§ **Your goal**:
Restate each of the lines given below, word for word.

§ **Stored rows**:
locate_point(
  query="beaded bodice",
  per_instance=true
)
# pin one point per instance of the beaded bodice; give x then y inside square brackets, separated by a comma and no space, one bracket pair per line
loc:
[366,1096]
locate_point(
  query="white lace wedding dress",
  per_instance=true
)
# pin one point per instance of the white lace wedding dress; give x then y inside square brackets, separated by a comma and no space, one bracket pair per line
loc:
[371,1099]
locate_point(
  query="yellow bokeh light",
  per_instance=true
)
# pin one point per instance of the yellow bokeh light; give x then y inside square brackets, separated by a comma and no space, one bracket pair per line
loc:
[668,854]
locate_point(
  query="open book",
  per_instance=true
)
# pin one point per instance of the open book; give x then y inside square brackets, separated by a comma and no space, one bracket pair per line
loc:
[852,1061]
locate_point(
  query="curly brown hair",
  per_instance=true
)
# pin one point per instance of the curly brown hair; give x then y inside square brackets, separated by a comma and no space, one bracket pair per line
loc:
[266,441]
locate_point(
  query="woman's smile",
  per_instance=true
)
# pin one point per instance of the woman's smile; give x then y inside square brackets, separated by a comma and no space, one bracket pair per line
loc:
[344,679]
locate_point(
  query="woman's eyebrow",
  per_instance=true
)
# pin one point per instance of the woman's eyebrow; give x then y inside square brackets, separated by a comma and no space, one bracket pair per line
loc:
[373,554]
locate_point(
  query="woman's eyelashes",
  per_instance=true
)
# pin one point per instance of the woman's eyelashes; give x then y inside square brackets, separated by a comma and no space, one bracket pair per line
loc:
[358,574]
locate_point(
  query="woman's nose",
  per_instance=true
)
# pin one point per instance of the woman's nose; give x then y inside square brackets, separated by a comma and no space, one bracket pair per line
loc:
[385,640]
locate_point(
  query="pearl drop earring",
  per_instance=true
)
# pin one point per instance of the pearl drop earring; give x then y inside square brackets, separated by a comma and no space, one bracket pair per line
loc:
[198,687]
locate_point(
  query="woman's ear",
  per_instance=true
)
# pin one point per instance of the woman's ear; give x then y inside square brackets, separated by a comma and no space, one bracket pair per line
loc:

§ **Worked solution**:
locate_point(
  query="beaded bodice",
  per_instance=true
)
# pin one point per instance of the beaded bodice; give x then y inside square brackets, separated by a comma and no space, one bracket pair per line
loc:
[366,1096]
locate_point(
  query="white lace wedding dress",
  per_instance=true
)
# pin one point per instance of the white lace wedding dress; give x then y inside square brackets, separated by a comma and no space, one bracket pair per line
loc:
[371,1099]
locate_point(
  query="yellow bokeh light",
  per_instance=true
)
# pin one point per instance of the yellow bokeh light; give x then y inside square brackets, separated by a comma and no space, one bracket pair per line
loc:
[668,854]
locate_point(
  query="open book",
  per_instance=true
)
# pin one point per instance of the open book; give x then y inside square brackets, separated by a comma and no space, one bracket pair per line
loc:
[852,1061]
locate_point(
  query="curly brown hair",
  per_instance=true
)
# pin one point per instance of the curly brown hair; give x then y inside square brackets, separated by a comma and no space, one bracket pair per line
loc:
[266,441]
locate_point(
  query="woman's smile",
  per_instance=true
)
# pin one point per instance of the woman's smile; give x then y inside square brackets, separated by a comma and no space, one bracket pair per line
loc:
[344,679]
locate_point(
  query="woman's eyebrow",
  per_instance=true
)
# pin one point per instance of the woman's eyebrow; give x then y inside square brackets, separated by a comma and no space, one bracket pair per line
loc:
[373,554]
locate_point(
  query="woman's eyelashes",
  per_instance=true
)
# pin one point per instance of the woman's eyelashes; give x then y inside square brackets, separated by a comma and no space, one bracket pair per line
loc:
[358,574]
locate_point(
  query="woman's nose",
  per_instance=true
)
# pin one point per instance of the woman's nose; give x then y inside square brackets, separated by a comma and no space, one bracket pair per line
loc:
[385,640]
locate_point(
  query="pearl drop earring",
  per_instance=true
)
# pin one point per instance of the pearl drop earring; give x then y inside square brackets, separated by a comma and no space, one bracket pair per line
loc:
[198,687]
locate_point(
  query="woman's ear",
  per_instance=true
)
# pin one point per instance of the woman's ear; give x then y inside square brackets, separated by a comma and no space, one bracket pair per line
loc:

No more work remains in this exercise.